What needs to be done:
Return every line of the entries below that contains the word "query", matching case exactly.

(Region labeling entries)
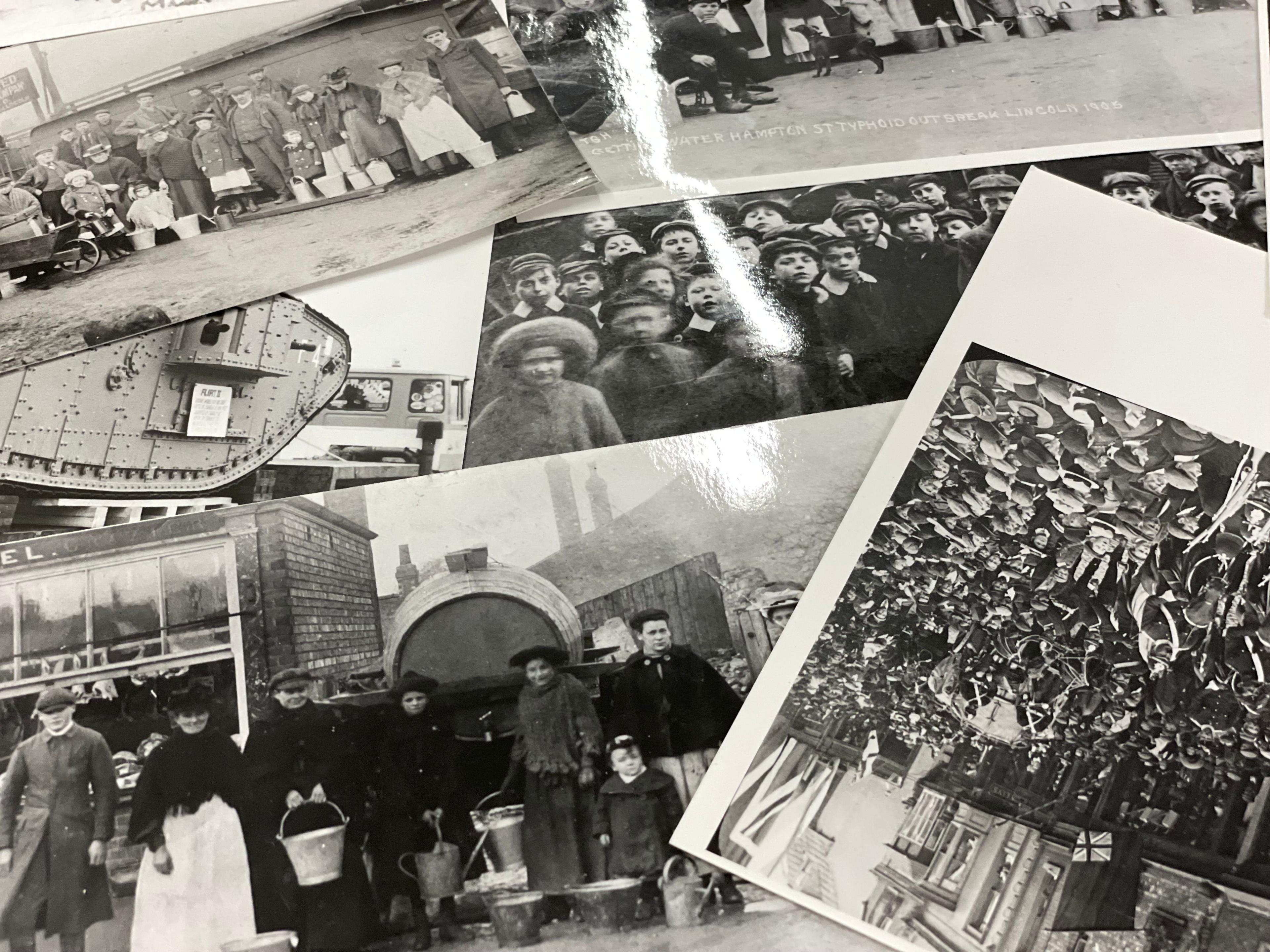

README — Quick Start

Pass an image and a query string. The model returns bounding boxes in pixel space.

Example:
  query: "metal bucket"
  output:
[1058,0,1097,32]
[221,929,300,952]
[462,142,498,169]
[658,855,706,929]
[128,228,155,251]
[171,215,203,239]
[313,171,348,198]
[485,892,542,948]
[366,159,396,185]
[398,842,464,899]
[895,27,940,53]
[569,878,640,933]
[278,800,348,886]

Result below:
Pass an image and a query string. The model returns bounding boxes in pixel space.
  query: "metal bucket"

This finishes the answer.